#### Request 1:
In the listing, take the lines starting with the line with "Annotate foreground concrete edge." and going on through the last line of the listing, and write them out again with "concrete" changed to "cement". Leave everything else unchanged.

This thread has been locked.

If you have a related question, please click the "Ask a related question" button in the top right corner. The newly created question will be automatically linked to this question.

Looking for native assembly language sqrt() equivalent to accelerate performance

Hi there,

I’m using IAR EWARM 7.1 with the TI TMS570 MCU, ARM Cortex-R4F core with floating point unit (FPU).

In my application I need to find the square root of a given floating point number very very frequently so I've included the generic math.h header and use the sqrt() function in my code.

  1. Under “General Options”, I selected Library Configuration=Normal
  2. Under “Linker” I set “Automatic runtime library selection”

With the MCU clocked at 120 MHz, a call to the sqrt() function has averaged more than EDITED 0.5µs (measured), which is unacceptable for our application (too slow).

Is there any sqrt() in assembly language available that uses the native instructions of the Cortex-R4F for such computation?

Thanks!

  • Chuck,

    TI's ARM compiler will generate VSQRT instructions instead of function calls to sqrt, sqrtf, and sqrtl if you enable --fp_mode=relaxed  (you don't get errno set if you give a negative input but it's very fast).

    See page 30 of SPNU151i if you want to reference this for IAR.

#### Request 2:
From the forum thread on a faster square root, write out the passage starting with "In my application" and going on through "in my code.", word for word.

#### Material to process:

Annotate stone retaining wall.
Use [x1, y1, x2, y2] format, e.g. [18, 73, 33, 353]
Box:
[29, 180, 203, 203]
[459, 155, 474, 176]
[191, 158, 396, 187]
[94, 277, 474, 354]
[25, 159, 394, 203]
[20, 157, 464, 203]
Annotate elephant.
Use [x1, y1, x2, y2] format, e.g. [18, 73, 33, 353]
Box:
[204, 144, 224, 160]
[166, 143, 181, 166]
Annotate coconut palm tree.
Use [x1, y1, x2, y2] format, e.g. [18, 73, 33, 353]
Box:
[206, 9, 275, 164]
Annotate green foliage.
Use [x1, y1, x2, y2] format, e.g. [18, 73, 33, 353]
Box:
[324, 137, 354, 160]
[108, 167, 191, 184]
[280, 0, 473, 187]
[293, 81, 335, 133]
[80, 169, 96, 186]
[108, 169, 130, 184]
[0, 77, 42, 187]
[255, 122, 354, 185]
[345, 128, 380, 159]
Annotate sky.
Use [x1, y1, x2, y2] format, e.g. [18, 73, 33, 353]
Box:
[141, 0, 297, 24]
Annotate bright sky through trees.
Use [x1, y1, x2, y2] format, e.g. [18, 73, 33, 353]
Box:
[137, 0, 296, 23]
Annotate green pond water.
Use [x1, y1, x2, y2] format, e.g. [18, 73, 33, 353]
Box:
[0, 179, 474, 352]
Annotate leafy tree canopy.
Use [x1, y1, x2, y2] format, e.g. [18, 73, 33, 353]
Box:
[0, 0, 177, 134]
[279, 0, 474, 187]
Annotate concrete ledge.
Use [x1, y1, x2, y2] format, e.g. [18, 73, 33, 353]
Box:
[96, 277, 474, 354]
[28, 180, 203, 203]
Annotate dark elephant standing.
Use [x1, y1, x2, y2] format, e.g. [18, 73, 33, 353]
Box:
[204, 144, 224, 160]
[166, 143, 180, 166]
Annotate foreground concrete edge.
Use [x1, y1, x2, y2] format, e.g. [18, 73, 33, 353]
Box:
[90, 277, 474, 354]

#### Written response 1:
Annotate foreground cement edge.
Use [x1, y1, x2, y2] format, e.g. [18, 73, 33, 353]
Box:
[90, 277, 474, 354]

#### Written response 2:
In my application I need to find the square root of a given floating point number very very frequently so I've included the generic math.h header and use the sqrt() function in my code.